Stated goal:
Copy the lines below word for word, without the pictures.

Dataset content:
================================
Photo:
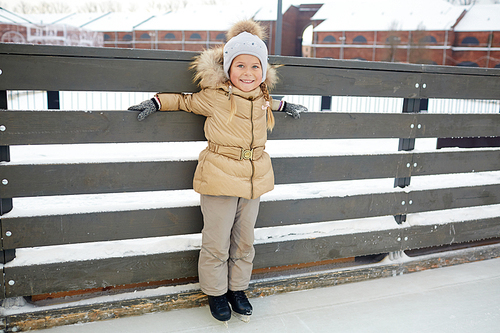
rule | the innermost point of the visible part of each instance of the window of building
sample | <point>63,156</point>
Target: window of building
<point>470,41</point>
<point>427,40</point>
<point>359,40</point>
<point>392,40</point>
<point>195,36</point>
<point>169,36</point>
<point>426,62</point>
<point>468,64</point>
<point>329,39</point>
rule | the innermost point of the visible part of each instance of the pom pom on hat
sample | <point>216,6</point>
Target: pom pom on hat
<point>245,43</point>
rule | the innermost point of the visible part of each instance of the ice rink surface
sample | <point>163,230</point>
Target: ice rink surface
<point>462,298</point>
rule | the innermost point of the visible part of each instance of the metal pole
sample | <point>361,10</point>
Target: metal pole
<point>277,45</point>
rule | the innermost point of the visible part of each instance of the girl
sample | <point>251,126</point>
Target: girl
<point>234,170</point>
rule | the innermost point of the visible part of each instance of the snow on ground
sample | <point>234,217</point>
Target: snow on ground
<point>95,153</point>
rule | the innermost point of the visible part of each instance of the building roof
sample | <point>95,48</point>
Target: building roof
<point>195,18</point>
<point>369,15</point>
<point>481,18</point>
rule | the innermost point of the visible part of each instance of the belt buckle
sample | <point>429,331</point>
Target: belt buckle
<point>246,154</point>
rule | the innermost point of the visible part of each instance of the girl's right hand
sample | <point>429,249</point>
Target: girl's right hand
<point>146,108</point>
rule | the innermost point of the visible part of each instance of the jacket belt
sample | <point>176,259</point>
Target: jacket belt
<point>236,153</point>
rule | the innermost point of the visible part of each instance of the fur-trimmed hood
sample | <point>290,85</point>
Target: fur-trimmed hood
<point>209,64</point>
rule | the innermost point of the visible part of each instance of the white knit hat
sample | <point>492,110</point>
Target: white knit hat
<point>245,43</point>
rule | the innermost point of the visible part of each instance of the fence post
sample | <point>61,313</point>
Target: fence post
<point>410,105</point>
<point>53,100</point>
<point>5,203</point>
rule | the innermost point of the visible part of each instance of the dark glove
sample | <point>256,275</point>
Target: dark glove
<point>146,108</point>
<point>294,110</point>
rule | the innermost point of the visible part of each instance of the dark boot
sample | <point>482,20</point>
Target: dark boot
<point>239,302</point>
<point>219,307</point>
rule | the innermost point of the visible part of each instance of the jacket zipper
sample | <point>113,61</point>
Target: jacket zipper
<point>251,145</point>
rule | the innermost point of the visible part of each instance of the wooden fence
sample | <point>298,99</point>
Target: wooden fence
<point>27,67</point>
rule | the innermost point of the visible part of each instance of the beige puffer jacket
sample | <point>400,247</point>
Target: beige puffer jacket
<point>220,170</point>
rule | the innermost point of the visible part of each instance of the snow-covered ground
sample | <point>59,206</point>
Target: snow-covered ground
<point>80,100</point>
<point>98,153</point>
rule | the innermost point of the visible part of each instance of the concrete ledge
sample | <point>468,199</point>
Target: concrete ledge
<point>40,318</point>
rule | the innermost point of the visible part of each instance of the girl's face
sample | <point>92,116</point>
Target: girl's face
<point>246,72</point>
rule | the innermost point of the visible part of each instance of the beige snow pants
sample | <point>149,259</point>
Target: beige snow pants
<point>227,250</point>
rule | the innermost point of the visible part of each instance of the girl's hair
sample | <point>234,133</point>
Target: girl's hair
<point>270,116</point>
<point>267,97</point>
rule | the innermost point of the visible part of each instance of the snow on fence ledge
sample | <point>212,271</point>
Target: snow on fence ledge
<point>97,199</point>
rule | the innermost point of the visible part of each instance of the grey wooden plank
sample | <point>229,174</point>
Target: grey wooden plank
<point>447,85</point>
<point>151,70</point>
<point>334,168</point>
<point>449,162</point>
<point>449,198</point>
<point>63,127</point>
<point>157,267</point>
<point>77,275</point>
<point>287,212</point>
<point>88,274</point>
<point>85,178</point>
<point>61,179</point>
<point>101,226</point>
<point>416,237</point>
<point>105,226</point>
<point>333,125</point>
<point>328,81</point>
<point>68,127</point>
<point>326,248</point>
<point>78,228</point>
<point>457,125</point>
<point>59,73</point>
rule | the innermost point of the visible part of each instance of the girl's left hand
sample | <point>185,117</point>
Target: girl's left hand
<point>294,110</point>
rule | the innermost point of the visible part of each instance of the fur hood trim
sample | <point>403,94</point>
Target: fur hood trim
<point>209,64</point>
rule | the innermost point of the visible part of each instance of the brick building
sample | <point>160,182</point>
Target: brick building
<point>426,32</point>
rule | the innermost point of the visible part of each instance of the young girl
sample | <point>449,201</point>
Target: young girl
<point>234,170</point>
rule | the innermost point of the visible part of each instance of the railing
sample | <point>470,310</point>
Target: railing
<point>102,212</point>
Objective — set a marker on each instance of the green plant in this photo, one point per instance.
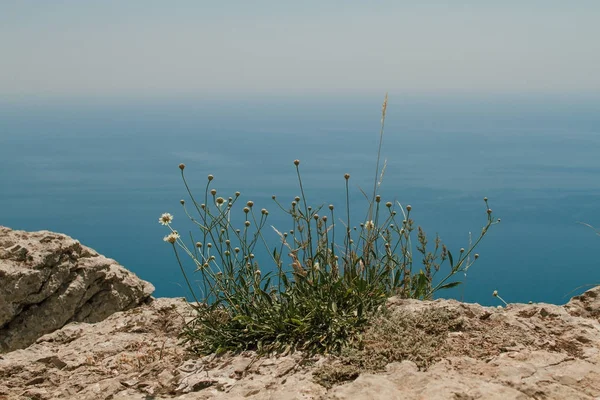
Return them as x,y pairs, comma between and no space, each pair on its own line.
335,282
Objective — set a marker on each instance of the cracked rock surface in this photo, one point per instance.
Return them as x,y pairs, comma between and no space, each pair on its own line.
524,351
48,279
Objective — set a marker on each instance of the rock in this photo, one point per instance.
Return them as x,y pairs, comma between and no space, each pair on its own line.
523,351
49,279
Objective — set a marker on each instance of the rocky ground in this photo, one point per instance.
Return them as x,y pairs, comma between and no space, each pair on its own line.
535,351
441,349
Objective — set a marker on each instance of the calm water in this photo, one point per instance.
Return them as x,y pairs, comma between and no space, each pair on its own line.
103,173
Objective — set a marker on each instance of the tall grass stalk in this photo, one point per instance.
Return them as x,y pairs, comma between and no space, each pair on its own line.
311,293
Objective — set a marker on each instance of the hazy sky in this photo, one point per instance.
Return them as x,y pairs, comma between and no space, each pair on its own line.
148,48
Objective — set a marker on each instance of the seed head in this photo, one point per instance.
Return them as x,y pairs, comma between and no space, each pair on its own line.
165,219
171,237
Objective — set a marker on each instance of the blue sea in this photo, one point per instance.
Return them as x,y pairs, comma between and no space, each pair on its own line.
103,171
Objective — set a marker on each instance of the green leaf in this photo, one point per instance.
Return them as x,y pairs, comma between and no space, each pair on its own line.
450,285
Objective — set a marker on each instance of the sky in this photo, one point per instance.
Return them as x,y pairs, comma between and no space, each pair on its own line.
228,47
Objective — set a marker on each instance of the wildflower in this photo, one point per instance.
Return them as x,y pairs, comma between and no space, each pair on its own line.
165,219
171,237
================================
Written response:
Photo:
rule | the innermost point of the visible part of each instance of the window of building
sample | <point>63,156</point>
Target: window of building
<point>470,41</point>
<point>427,40</point>
<point>359,40</point>
<point>392,40</point>
<point>195,36</point>
<point>169,36</point>
<point>426,62</point>
<point>468,64</point>
<point>329,39</point>
rule | the innermost point of the visible part of each instance of the pom pom on hat
sample | <point>216,6</point>
Target: pom pom on hat
<point>245,43</point>
rule | the innermost point of the visible part of each instance of the ice rink surface
sample | <point>163,230</point>
Target: ice rink surface
<point>462,298</point>
rule | the innermost point of the visible part of each instance of the metal pole
sample | <point>361,10</point>
Target: metal pole
<point>277,45</point>
rule | the innermost point of the visible part of each instance of the girl
sample | <point>251,126</point>
Target: girl
<point>234,170</point>
rule | the innermost point of the visible part of each instance of the snow on ground
sample | <point>234,217</point>
Target: snow on ground
<point>95,153</point>
rule | the innermost point of the visible part of each instance of the building roof
sample | <point>95,48</point>
Target: building roof
<point>195,18</point>
<point>369,15</point>
<point>481,18</point>
rule | the innermost point of the visible part of each instance of the belt buckle
sample | <point>429,331</point>
Target: belt buckle
<point>246,154</point>
rule | the innermost point of the visible part of each instance of the girl's right hand
sample | <point>429,249</point>
Target: girl's right hand
<point>146,108</point>
rule | the innermost point of the visible part of each instance of the jacket belt
sample | <point>176,259</point>
Target: jacket belt
<point>236,153</point>
rule | the innermost point of the visible part of each instance of the fur-trimmed hood
sample | <point>290,85</point>
Target: fur-trimmed hood
<point>209,64</point>
rule | the innermost point of the visible part of each instance of the white knit hat
sample | <point>492,110</point>
Target: white knit hat
<point>245,43</point>
rule | the innermost point of the visible part of each instance of the fence post
sample | <point>61,313</point>
Target: fence post
<point>410,105</point>
<point>53,100</point>
<point>5,203</point>
rule | the innermost point of the visible part of each instance of the dark glove
sample | <point>256,275</point>
Target: dark glove
<point>146,108</point>
<point>294,110</point>
rule | the innermost point of the visible part of each instance of the dark boot
sample | <point>482,20</point>
Target: dark boot
<point>239,302</point>
<point>219,307</point>
rule | the innermost point of the visible part of each instance of the jacket zipper
sample | <point>113,61</point>
Target: jacket zipper
<point>251,145</point>
rule | the innermost point of the visible part of each instance of the wooden fence
sample | <point>298,99</point>
Target: wooden fence
<point>27,67</point>
rule | the innermost point of the visible part of each instance of the beige puffer jacket
sample | <point>400,247</point>
Target: beige puffer jacket
<point>220,170</point>
rule | the innermost point of the visible part of each instance of the snow-covered ground
sample | <point>59,206</point>
Target: snow-covered ground
<point>80,100</point>
<point>98,153</point>
rule | the innermost point of the visible part of each instance of the concrete ledge
sample | <point>468,199</point>
Target: concrete ledge
<point>40,318</point>
rule | the innermost point of the visible part of each instance of the girl's face
sample | <point>92,116</point>
Target: girl's face
<point>246,72</point>
rule | the innermost point of the visible part of each instance of the beige snow pants
sample | <point>149,259</point>
Target: beige snow pants
<point>227,250</point>
rule | the innermost point of the visible part of each instance of the girl's hair
sample | <point>234,133</point>
Target: girl's hair
<point>270,116</point>
<point>267,97</point>
rule | the innermost point of the visible part of each instance of the snow on fence ledge
sample | <point>212,271</point>
Target: snow on fence ledge
<point>97,199</point>
rule | the innermost point of the visible part of each instance of the grey wooden plank
sample | <point>229,174</point>
Target: grey wooden plank
<point>447,85</point>
<point>151,70</point>
<point>334,168</point>
<point>449,162</point>
<point>449,198</point>
<point>63,127</point>
<point>157,267</point>
<point>77,275</point>
<point>287,212</point>
<point>88,274</point>
<point>85,178</point>
<point>61,179</point>
<point>101,226</point>
<point>416,237</point>
<point>105,226</point>
<point>333,125</point>
<point>328,81</point>
<point>68,127</point>
<point>326,248</point>
<point>78,228</point>
<point>457,125</point>
<point>59,73</point>
rule | the innermost point of the visible part of each instance of the girl's left hand
sample | <point>185,117</point>
Target: girl's left hand
<point>294,110</point>
rule | the innermost point of the visible part of each instance of the fur hood trim
sample | <point>403,94</point>
Target: fur hood trim
<point>209,64</point>
rule | the innermost point of the visible part of each instance of the brick building
sample | <point>160,182</point>
Target: brick building
<point>426,32</point>
rule | the innermost point of the visible part of each instance of the young girl
sample | <point>449,201</point>
Target: young girl
<point>234,170</point>
rule | the innermost point of the visible part of each instance of the railing
sample | <point>470,310</point>
Target: railing
<point>102,212</point>
Objective — set a marker on each instance of the green plant in this photo, one point per instance.
Return them as x,y pairs, comma between and no space, each pair on its own line.
335,282
Objective — set a marker on each instance of the cracked rock surface in this photo, one point per instance.
Return them as x,y pairs, comma between and no space, each pair on its own line.
524,351
48,279
Objective — set a marker on each instance of the rock in this photo, one point per instance.
Return them as x,y pairs, comma between and no space, each pair on its own line.
523,351
49,279
Objective — set a marker on each instance of the rocky ground in this photo, one point per instance.
Return them as x,y pairs, comma between and no space, each pair on its own line.
535,351
441,349
Objective — set a marker on each instance of the calm water in this photo, one point per instance.
Return them as x,y pairs, comma between and no space, each pair on its own line.
103,173
Objective — set a marker on each instance of the tall grass stalk in this photo, one point per instance.
Return them as x,y pairs, comma between and no space, each pair on its own line.
311,293
Objective — set a marker on each instance of the hazy sky in this photo, one point per instance.
Return them as x,y pairs, comma between and no space, each pair on its own line.
148,48
Objective — set a marker on each instance of the seed head in this photo, one point per instance.
Return them as x,y pairs, comma between and no space, each pair on its own line.
165,219
171,237
Objective — set a marker on each instance of the blue sea in this photo, one point per instance.
Return them as x,y pairs, comma between and no space, each pair on its own line.
103,171
Objective — set a marker on each instance of the green leaf in this photo, one point per instance.
Return them as x,y pairs, comma between and no space, each pair on its own line.
450,285
Objective — set a marker on each instance of the sky in this photo, one point per instance.
Return them as x,y pairs, comma between and no space, each pair on its own line.
228,47
Objective — set a marker on each instance of the wildflower in this photo, one point per instance.
Return them as x,y pairs, comma between and no space, each pair on its own line.
165,219
171,237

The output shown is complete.